--- Start Provided material ---

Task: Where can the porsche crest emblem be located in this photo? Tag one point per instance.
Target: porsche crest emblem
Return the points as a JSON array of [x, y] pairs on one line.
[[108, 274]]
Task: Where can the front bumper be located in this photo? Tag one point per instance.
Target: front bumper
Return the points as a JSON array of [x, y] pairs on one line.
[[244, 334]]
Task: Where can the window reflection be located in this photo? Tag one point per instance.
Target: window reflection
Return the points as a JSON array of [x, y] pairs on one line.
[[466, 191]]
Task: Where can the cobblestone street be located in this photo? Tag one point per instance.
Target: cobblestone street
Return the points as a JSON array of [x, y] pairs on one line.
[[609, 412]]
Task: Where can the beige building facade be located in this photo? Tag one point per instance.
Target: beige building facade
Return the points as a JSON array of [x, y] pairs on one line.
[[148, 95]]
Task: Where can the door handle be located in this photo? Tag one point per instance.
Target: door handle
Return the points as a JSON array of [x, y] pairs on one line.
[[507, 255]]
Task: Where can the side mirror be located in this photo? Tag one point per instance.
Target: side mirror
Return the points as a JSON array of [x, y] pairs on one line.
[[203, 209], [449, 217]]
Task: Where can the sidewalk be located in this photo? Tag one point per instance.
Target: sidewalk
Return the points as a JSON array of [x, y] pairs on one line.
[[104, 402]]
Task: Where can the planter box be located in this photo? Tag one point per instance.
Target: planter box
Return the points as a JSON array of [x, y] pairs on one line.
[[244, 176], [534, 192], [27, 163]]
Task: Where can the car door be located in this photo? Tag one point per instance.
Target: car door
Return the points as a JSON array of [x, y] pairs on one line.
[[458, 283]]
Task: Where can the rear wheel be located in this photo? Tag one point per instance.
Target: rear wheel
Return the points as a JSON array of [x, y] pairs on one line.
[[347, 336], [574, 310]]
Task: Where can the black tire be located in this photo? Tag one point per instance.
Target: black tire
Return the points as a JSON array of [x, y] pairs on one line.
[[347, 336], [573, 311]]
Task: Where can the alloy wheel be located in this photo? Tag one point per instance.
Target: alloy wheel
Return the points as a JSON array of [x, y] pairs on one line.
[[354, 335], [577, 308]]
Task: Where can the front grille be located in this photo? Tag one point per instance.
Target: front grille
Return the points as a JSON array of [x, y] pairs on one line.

--- End Provided material ---

Task to carry out: Could you rewrite the data from the line with "Task: Where can the alloy" up to and including the line with "[[354, 335], [577, 308]]", changing "alloy wheel" to "steel wheel" and keeping everything else the same?

Result of the task:
Task: Where can the steel wheel be located in this photo? Tag one point per instance.
Target: steel wheel
Return the points as a JSON array of [x, y] pairs on one line.
[[354, 335], [577, 308]]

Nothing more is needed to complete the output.